EXTRACT:
------------------------------------

With Mother’s Day approaching on Sunday, many people’s thoughts turn to…chocolate. I have a sweatshirt with sequins that say “All I need is…LOVE” in one direction, and “All I need is…CHOCOLATE” when flipped in the opposite direction with a stroke or two of the hand. In  case you are wondering if I have gone crazy, this is my illustration of why neutral evolution won’t work, but intelligent design can.

Neutral evolution means mutations are occurring all the time, and most of the time they are neutral, or nearly neutral. Thus they aren’t selected against and can remain in the population. The theory is that if things drift far enough this way, by neutral changes, new functions can be reached. 

Suppose there were a chocolate-loving caterpillar, waiting for the right set of mutations (sequin flips) to spell “chocolate.” The problem is that the number of changes typically required is too great. You lose the first function and have garbage before you reach the second. See my transition from “Love” to “Chocolate” below. 

neutral evolution

The picture helps you imagine an increasing number of mutations (swipes of my fingers). If the hungry caterpillar needed chocolate he would wander far in sequence space, because the other lesson in this illustration is that the only way to find chocolate was to uncover a pattern that was already there. If chocolate was not already written on the other side, he would not find it.

neutral evolution

If there is a natural protein capable of flipping from one fold to another, from love to chocolate, with just a few changes, it had to be designed that way.

------------------------------------

RECORDS:
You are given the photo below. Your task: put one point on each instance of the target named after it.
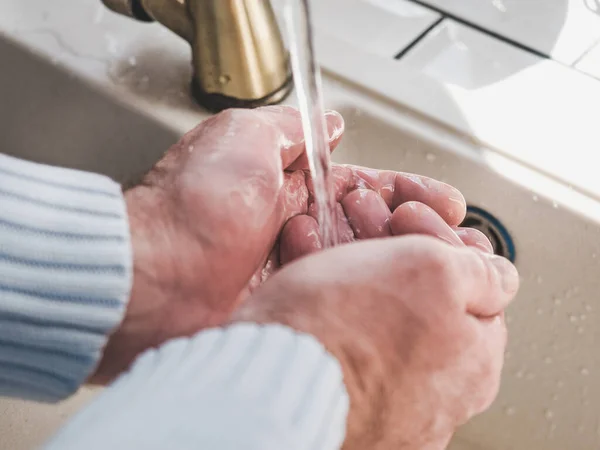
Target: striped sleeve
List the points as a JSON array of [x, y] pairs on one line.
[[245, 387], [65, 275]]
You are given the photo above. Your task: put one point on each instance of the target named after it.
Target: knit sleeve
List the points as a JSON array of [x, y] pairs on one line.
[[65, 275], [245, 387]]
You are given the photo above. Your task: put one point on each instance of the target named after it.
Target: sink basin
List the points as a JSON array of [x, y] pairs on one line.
[[58, 116], [550, 388], [58, 119]]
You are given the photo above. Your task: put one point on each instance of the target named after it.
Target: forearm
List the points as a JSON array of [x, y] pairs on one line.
[[246, 386], [65, 274]]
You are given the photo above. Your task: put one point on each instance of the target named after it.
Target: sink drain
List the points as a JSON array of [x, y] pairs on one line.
[[494, 230]]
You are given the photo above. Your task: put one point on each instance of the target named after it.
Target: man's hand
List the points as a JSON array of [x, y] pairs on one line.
[[416, 323], [205, 222]]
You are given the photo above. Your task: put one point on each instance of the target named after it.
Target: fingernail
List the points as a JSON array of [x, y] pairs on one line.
[[335, 124], [508, 273]]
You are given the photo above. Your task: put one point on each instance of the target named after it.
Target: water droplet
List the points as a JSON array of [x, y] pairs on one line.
[[572, 318], [144, 83], [99, 14], [112, 44]]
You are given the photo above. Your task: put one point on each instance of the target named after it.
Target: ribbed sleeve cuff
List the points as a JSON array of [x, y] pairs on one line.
[[246, 386], [65, 275]]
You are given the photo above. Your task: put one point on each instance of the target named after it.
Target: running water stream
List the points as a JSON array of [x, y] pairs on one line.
[[307, 79]]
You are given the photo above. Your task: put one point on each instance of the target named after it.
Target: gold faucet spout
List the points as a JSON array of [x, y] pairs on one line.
[[239, 59]]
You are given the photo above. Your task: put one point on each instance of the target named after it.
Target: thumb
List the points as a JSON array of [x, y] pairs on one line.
[[289, 121]]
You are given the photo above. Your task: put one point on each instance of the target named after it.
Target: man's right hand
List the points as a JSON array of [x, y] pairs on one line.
[[416, 324]]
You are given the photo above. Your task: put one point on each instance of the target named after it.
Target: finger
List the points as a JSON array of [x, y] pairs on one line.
[[398, 188], [492, 340], [474, 238], [299, 237], [288, 119], [367, 213], [417, 218], [488, 282], [344, 230]]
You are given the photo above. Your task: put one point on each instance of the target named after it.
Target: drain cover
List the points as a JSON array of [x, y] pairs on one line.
[[494, 230]]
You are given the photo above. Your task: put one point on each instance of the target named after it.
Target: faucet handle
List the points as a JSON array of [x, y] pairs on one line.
[[129, 8]]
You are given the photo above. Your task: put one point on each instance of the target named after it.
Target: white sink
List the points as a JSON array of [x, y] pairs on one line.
[[76, 114]]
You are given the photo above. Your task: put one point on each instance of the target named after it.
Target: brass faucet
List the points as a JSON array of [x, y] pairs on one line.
[[239, 59]]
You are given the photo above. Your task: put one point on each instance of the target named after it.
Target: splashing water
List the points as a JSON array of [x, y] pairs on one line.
[[307, 78]]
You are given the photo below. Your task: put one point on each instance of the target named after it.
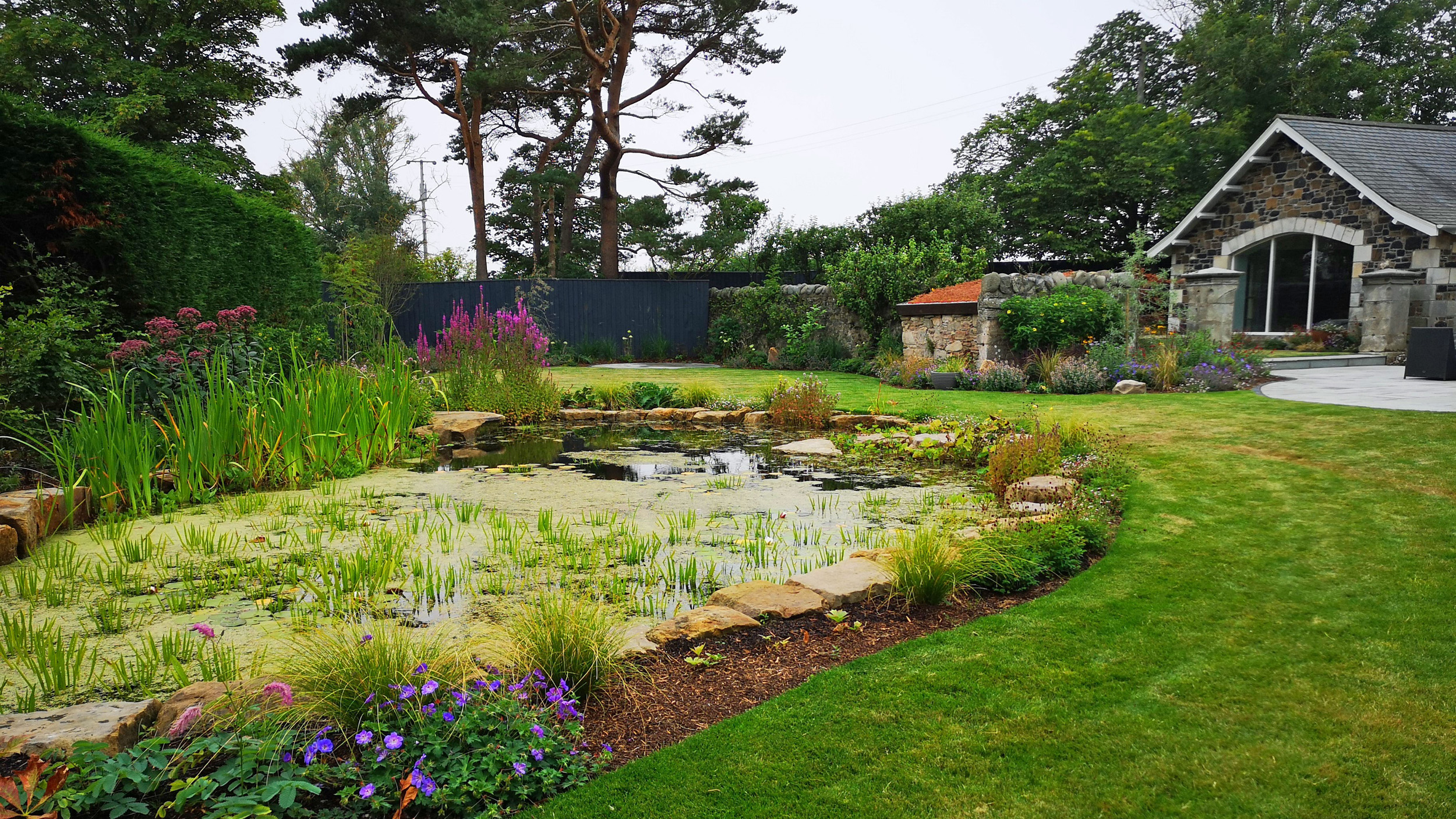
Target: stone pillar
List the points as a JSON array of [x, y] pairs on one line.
[[1385, 314], [1209, 296]]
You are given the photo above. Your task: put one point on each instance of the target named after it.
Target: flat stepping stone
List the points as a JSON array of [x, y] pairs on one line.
[[1041, 489], [808, 446], [698, 624], [846, 582], [758, 598], [115, 723]]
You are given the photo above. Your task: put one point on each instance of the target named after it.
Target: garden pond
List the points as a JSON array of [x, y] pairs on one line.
[[650, 519]]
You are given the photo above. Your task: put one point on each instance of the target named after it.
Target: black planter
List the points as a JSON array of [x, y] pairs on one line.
[[944, 381]]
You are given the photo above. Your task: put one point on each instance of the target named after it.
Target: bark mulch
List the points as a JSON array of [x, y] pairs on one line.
[[663, 700]]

------------------------------------

ACTIVITY: Transcribe, word for word, the portion of the text about neutral evolution starting with "If there is" and going on through "designed that way.". Draw solely on the text about neutral evolution.

EXERCISE ANSWER:
If there is a natural protein capable of flipping from one fold to another, from love to chocolate, with just a few changes, it had to be designed that way.